We chose a three-dimensional (3-D) phantom analogous to the 2-D case, defined on a cylinder with 27,084 nodes, radius 25 mm, and height 25 mm. Two spherical inclusions of radius 6 mm were placed in (6, 10, and 0 mm) and ($-6$, $-10$, and 0 mm) [Fig. 6(a)]. Illumination sources were Gaussian in the $xy$-plane constant in the $z$-axis, with radius 6 mm and length 25 mm [Figs. 6(b) and 6(c)]. PAT images were simulated for four illuminations at the cardinal points, and 1% noise was added to the absorbed energy [Fig. 6(d)]. The optical, covariance, and reconstruction parameters were set to the same values used in the 2-D case. The class initialization parameters were set to ${\mathrm{tol}}_{h}={10}^{-7}$ and ${\mathrm{\Sigma}}_{h}={\mathrm{\Sigma}}_{j}$. Images were reconstructed by performing 10 iterations of the reconstruction-classification method (Fig. 7).

## 5.

## Discussion

## 5.1.

### Summary of Findings

We applied the proposed reconstruction-classification algorithm to a 2-D numerical phantom with three tissues, a background, and two perturbations (Fig. 3). The optical absorption was recovered reliably within a small number of iterations, and the scattering was recovered with sufficient accuracy after approximately 10 iterations (Fig. 4). We compared the optical model with images obtained by the reconstruction-classification method and by a traditional reconstruction-only (no regularization) method (Fig. 5). We found that the reconstruction-classification method delivered superior image quality, particularly with regards to the scattering parameter. We applied the reconstruction-classification algorithm to a much larger 3-D problem (Fig. 6) and observed similar results (Fig. 7) as in the 2-D case.

## 5.2.

### Choice of Parameters

The parametric optical model and classification algorithm introduce a number of parameters that require tuning by the user. In addition to the regularization parameter, the parameters of the Jeffreys prior $\mathrm{\Gamma}$ and $\nu $ and the initial guess of the class variances ${\mathrm{\Sigma}}_{j}$ must be set before performing the classification. However, their significance is fairly intuitive, and with experience of a certain type of problem, the choice of parameters becomes natural. Visualizing the class covariance matrix ${\mathrm{\Sigma}}_{j}$ as an ellipse, changing the value of $\mathrm{\Gamma}$ varies its eccentricity, and changing $\nu $ varies the length of its axes. Further, given that in the first iteration the optical absorption is recovered with superior accuracy to the scattering, it is preferable to initialize the variance of the former to a smaller value than the latter, indicating greater confidence in the imaging solution.

## 5.3.

* Listed records *
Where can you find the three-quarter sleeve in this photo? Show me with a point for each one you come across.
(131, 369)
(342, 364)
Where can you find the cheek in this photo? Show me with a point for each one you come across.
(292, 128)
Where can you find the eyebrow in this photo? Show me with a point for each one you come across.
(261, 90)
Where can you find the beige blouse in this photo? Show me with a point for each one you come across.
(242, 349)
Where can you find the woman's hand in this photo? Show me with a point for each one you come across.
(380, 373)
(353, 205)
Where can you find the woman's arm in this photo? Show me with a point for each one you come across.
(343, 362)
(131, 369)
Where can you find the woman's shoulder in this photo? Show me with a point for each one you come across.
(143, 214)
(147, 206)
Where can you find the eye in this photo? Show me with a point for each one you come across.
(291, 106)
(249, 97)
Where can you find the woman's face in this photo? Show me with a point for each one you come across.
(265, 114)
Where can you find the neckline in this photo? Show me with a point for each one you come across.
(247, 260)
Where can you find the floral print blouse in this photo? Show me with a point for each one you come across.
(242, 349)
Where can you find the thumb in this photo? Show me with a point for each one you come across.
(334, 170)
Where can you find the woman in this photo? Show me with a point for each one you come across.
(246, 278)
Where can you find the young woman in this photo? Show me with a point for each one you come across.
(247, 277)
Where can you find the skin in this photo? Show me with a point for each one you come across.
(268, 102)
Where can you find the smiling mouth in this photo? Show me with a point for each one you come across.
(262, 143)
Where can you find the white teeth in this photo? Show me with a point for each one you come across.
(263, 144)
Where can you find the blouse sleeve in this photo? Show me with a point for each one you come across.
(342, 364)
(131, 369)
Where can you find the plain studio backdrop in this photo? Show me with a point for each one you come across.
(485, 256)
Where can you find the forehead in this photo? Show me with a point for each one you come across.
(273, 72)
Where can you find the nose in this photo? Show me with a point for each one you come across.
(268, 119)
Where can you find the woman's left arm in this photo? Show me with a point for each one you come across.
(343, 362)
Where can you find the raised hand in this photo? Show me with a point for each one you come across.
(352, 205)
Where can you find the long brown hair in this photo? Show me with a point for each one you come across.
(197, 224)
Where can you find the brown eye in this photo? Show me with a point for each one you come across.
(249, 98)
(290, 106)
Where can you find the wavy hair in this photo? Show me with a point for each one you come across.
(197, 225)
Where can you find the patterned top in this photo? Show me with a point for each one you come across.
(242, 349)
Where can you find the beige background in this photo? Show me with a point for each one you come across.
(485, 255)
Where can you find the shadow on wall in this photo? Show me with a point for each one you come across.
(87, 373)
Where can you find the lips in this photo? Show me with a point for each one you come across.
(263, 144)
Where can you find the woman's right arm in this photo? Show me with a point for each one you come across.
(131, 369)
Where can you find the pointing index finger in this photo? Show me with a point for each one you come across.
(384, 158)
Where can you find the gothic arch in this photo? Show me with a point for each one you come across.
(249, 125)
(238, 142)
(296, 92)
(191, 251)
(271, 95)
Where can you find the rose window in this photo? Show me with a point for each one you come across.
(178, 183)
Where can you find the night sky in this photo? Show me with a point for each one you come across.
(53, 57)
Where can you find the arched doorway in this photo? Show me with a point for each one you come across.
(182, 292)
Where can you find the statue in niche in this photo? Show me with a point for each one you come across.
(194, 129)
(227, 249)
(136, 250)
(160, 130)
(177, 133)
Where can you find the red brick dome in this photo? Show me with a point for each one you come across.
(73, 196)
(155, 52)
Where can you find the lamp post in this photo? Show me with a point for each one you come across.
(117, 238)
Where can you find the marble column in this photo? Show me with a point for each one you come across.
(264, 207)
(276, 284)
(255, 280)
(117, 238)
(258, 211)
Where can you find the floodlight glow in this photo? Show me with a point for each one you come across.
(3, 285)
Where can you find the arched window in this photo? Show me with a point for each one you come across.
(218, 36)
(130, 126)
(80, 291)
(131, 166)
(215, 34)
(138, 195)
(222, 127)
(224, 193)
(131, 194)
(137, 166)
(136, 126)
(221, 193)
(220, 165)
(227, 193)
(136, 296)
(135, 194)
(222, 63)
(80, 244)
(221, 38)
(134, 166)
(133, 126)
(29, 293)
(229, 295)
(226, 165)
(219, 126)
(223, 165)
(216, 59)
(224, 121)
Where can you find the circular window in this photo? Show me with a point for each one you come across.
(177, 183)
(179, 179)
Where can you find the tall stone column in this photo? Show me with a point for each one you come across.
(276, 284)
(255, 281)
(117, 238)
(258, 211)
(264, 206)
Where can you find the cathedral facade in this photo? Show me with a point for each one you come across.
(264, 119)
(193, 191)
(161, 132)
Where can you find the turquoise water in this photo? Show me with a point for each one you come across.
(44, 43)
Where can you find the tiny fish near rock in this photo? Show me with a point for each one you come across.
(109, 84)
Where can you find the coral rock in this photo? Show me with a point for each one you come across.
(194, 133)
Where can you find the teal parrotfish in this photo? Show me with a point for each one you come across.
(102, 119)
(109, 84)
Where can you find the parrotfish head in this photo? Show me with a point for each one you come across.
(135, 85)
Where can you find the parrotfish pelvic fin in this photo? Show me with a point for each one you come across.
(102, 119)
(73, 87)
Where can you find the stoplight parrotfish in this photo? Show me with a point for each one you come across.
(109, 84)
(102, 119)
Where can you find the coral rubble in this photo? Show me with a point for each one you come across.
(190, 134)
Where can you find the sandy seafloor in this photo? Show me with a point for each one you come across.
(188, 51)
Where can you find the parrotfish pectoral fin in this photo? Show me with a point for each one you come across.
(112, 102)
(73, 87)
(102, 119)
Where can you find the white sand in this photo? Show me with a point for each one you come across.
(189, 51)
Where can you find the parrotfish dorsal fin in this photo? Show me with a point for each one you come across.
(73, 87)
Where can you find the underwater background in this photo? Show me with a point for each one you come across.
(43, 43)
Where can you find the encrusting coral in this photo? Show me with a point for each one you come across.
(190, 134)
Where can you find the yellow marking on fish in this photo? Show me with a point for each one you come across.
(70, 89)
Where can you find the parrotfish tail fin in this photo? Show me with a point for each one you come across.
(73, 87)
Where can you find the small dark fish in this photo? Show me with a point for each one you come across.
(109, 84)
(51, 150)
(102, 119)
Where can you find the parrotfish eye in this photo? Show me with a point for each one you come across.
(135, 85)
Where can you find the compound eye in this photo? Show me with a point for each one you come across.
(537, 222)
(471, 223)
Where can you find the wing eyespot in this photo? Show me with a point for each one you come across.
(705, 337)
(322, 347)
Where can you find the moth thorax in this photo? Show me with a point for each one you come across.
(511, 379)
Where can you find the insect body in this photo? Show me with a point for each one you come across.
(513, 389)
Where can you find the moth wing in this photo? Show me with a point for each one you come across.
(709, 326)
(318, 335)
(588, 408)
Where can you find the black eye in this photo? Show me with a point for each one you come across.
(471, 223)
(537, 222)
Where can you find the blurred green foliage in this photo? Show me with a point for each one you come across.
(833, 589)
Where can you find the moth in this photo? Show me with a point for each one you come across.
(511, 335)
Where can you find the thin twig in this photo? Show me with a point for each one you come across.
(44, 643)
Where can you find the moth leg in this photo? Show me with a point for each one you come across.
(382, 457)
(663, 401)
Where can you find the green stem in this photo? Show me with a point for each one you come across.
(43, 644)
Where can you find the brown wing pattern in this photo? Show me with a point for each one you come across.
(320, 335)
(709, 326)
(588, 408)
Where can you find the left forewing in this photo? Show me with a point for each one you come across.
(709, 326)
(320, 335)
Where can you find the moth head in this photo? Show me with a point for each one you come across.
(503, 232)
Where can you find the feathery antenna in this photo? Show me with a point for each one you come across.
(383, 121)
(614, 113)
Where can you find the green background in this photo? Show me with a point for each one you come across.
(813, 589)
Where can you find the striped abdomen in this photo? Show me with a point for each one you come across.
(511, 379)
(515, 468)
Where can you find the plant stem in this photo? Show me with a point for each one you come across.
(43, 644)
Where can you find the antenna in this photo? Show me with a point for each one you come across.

* Requirement 1 *
In the text on reconstruction-classification imaging, what radius did the two spherical inclusions in the 3-D phantom have?
* Requirement 2 *
Write the next part of the text on reconstruction-classification imaging, picking up right after its final line.

* Exercise output 1 *
6 mm

* Exercise output 2 *
### Initialization of the Class Means

The purpose of the means initialization scheme is to increase automation of the method so that minimum user intervention and no prior knowledge of the number of tissues or their optical properties is required. The algorithm simply performs a segmentation of the image, then takes averages over the segmented areas to initialize the class properties (Fig. 1). Alternative segmentation techniques could have been employed; however, the advantage of the proposed approach is that it directly exploits the mixture of Gaussians model to identify the tissues. Our choice to investigate a node $h$ with ${\mu}_{a}$ belonging to the bin with a maximum number of occurrences leads to the background tissue being identified first, followed by the perturbation tissues. The choice of the node index $h$ could have been randomized so that tissues would be identified in random order. This approach is equally valid; however, we found that in cases where tissue values were close together (such as after a single reconstruction-classification iteration), it was preferable to identify the largest classes first because the mean was estimated with greater accuracy for the classes with a larger number of samples. Further, for a given image and tolerance level, our choice renders the result of the segmentation process unique and reproducible.

## 5.4.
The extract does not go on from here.